## Stored records
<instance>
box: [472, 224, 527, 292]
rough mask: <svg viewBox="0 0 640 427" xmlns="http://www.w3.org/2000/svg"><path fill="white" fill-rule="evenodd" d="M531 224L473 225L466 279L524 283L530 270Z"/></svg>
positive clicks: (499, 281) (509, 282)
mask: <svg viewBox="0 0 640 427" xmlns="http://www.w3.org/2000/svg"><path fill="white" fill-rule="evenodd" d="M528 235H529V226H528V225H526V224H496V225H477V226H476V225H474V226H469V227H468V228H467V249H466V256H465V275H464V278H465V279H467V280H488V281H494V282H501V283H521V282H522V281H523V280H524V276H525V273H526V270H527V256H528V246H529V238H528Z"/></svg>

## What you are asked to do
The records above must be repeated exactly, every one of them.

## Task solution
<instance>
box: [472, 224, 527, 292]
rough mask: <svg viewBox="0 0 640 427" xmlns="http://www.w3.org/2000/svg"><path fill="white" fill-rule="evenodd" d="M531 224L473 225L466 279L524 283L530 270Z"/></svg>
positive clicks: (499, 281) (509, 282)
mask: <svg viewBox="0 0 640 427" xmlns="http://www.w3.org/2000/svg"><path fill="white" fill-rule="evenodd" d="M528 235H529V226H528V225H526V224H496V225H477V226H476V225H474V226H469V227H468V228H467V249H466V256H465V275H464V278H465V279H467V280H488V281H494V282H501V283H521V282H522V281H523V280H524V276H525V273H526V270H527V256H528V246H529V238H528Z"/></svg>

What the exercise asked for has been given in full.